Picie wody prosto z kranu jest ryzykowne

Mimo, że woda produkowana przez przedsiębiorstwa wodociągowe jest zdatna do picia, specjaliści BMETERS, jako przedstawiciele firmy nie tylko sprzedającej, ale też serwisującej wodomierze, odradzają picie „kranówki”. Z ich doświadczenia wynika, że woda, która płynie z kranów może być poważnie zanieczyszczona.


Coraz więcej mówi się o tym, że można zrezygnować z wody butelkowanej i przerzucić się na kranówkę. Temat stał się bardzo gorący w ubiegłym roku za sprawą facebookowej strony „Piję wodę z kranu”. O młodych twórcach napisał „Newsweek” i lokalna prasa poszła za ciosem. Niemal w każdym większym mieście Polski dziennikarze zapytali rzeczników wodociągów i inspektorów sanepidu o jakość miejskiej wody. I wszędzie uzyskali odpowiedź, że woda z kranu jest zdatna do picia – i to bez przegotowania. Rzecznicy dodawali jednak, że aby uzyskać całkowitą pewność należy zapytać zarządcę nieruchomości o jakość rur, które dostarczają wodę do kranu. Bo woda wychodząca od dostawcy (czyli przedsiębiorstwa wodociągowego) jest bez zarzutu, ale na zanieczyszczenie pochodzące z rur w budynku dostawca nie ma wpływu.
- Nasza woda jest badana kilkanaście razy na dobę, spełnia normy polskie i europejskie – podkreśla Konrad Antkowiak, rzecznik wrocławskiego MPWiK. – Jednak kwestia jakości wody, która dociera do odbiorcy, jest także zależna od stanu technicznego sieci wodociągowej i o ile kontrolujemy jakości naszej instalacji, to nie mamy wpływu na sieć wewnętrzną znajdującą się w poszczególnych budynkach. Ta należy do zarządcy budynku – dodaje.

Z doświadczenia pracowników BMETERS wynika, że stan większości wewnętrznych instalacji w budynkach pozostawia bardzo wiele do życzenia, a cząstki osadu z kamienia odkładającego się wewnątrz przedostają się do wody. Świadomości skali zanieczyszczenia nie mają nawet zarządcy.

########

Przepisz fragment tekstu o piciu wody z kranu od „- Nasza woda” do „mają nawet zarządcy.”, zastępując „pracowników” wyrazem „serwisantów”.

(Rekordy ze źródła danych)
########

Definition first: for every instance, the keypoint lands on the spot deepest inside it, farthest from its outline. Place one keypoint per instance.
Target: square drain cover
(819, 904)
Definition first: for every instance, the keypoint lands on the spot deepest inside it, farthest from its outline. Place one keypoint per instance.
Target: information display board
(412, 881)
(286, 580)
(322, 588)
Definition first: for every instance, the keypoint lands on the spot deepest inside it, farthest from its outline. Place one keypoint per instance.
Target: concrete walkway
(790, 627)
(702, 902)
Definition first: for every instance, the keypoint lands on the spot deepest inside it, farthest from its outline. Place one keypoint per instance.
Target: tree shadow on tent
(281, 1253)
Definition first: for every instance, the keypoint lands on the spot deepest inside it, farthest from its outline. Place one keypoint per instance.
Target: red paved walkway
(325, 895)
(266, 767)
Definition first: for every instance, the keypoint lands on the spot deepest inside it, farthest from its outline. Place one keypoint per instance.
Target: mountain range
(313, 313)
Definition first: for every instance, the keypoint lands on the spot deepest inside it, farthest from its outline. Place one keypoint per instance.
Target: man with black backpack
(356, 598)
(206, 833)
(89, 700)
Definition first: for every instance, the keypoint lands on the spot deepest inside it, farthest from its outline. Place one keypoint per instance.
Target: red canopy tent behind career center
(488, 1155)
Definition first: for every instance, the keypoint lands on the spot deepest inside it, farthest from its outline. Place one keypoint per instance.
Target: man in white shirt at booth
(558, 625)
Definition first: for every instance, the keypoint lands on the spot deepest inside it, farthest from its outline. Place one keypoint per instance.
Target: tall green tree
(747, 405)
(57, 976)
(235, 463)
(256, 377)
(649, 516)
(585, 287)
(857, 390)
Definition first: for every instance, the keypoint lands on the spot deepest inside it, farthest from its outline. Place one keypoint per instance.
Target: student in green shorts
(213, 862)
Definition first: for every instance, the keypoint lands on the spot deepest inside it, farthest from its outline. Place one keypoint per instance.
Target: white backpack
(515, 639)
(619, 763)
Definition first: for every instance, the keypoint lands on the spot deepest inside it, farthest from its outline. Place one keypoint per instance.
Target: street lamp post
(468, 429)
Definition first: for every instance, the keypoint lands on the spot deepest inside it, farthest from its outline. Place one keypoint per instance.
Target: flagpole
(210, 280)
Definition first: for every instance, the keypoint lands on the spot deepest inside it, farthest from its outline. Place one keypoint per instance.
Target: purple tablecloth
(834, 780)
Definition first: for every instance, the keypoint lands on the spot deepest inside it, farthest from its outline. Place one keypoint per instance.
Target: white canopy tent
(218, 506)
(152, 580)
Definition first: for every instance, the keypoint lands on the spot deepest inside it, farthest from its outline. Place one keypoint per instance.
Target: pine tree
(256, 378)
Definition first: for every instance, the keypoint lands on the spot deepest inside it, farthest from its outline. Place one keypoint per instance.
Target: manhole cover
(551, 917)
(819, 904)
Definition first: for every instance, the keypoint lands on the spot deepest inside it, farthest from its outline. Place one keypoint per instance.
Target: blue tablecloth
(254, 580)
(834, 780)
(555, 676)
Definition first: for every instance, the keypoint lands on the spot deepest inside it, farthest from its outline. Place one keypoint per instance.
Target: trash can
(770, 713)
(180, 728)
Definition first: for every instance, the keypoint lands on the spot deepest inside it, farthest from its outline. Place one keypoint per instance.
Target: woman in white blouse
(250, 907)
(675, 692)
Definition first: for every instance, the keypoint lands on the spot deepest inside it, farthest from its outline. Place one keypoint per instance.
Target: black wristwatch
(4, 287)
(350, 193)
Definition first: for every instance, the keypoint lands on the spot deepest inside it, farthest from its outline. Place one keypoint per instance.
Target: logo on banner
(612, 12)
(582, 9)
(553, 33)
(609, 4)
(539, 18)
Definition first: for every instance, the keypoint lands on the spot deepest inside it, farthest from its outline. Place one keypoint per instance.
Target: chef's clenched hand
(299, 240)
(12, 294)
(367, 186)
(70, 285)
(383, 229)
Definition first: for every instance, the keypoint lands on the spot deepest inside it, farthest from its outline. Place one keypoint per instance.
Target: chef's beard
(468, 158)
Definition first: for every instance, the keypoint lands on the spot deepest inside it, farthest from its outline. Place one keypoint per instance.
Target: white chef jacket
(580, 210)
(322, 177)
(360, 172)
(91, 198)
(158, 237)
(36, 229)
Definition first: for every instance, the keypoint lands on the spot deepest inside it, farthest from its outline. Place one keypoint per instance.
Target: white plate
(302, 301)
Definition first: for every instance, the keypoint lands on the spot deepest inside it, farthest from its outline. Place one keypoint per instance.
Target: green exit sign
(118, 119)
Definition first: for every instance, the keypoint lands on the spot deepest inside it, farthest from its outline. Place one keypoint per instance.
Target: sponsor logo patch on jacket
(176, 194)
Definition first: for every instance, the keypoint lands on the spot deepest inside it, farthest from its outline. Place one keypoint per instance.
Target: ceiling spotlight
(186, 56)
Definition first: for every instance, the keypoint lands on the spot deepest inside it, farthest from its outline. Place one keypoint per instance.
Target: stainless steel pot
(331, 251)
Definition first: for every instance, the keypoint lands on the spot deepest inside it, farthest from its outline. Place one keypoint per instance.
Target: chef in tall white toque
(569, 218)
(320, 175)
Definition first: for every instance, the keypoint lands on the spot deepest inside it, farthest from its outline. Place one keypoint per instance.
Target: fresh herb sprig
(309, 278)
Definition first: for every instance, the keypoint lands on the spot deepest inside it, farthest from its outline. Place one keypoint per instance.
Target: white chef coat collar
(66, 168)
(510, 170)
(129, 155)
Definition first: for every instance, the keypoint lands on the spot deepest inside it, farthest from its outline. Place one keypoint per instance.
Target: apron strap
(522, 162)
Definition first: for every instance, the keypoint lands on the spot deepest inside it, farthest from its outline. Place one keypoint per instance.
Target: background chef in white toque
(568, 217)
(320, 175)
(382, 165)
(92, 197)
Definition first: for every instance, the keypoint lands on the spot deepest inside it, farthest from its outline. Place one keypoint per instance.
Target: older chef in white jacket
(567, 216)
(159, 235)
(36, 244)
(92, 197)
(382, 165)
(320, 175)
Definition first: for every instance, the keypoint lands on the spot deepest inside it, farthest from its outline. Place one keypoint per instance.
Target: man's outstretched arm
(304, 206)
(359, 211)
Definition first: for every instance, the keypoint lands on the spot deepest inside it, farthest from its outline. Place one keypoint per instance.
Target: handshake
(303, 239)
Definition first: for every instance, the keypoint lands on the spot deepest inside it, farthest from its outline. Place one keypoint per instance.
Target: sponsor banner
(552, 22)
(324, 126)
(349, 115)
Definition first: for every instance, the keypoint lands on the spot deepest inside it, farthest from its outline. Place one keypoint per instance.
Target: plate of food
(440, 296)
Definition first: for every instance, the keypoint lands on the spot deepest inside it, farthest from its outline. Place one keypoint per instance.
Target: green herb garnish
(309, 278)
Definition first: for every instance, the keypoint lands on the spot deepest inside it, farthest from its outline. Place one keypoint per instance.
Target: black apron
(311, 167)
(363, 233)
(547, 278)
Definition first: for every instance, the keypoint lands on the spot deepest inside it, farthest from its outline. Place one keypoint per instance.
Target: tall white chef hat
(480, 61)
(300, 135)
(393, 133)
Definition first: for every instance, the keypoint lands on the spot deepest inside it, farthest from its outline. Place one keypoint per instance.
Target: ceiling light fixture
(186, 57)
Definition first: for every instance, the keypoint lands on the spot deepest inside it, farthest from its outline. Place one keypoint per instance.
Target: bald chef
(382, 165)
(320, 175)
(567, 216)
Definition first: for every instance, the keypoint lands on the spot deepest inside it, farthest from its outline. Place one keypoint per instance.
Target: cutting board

########

* Rozwiązanie zadania
- Nasza woda jest badana kilkanaście razy na dobę, spełnia normy polskie i europejskie – podkreśla Konrad Antkowiak, rzecznik wrocławskiego MPWiK. – Jednak kwestia jakości wody, która dociera do odbiorcy, jest także zależna od stanu technicznego sieci wodociągowej i o ile kontrolujemy jakości naszej instalacji, to nie mamy wpływu na sieć wewnętrzną znajdującą się w poszczególnych budynkach. Ta należy do zarządcy budynku – dodaje.

Z doświadczenia serwisantów BMETERS wynika, że stan większości wewnętrznych instalacji w budynkach pozostawia bardzo wiele do życzenia, a cząstki osadu z kamienia odkładającego się wewnątrz przedostają się do wody. Świadomości skali zanieczyszczenia nie mają nawet zarządcy.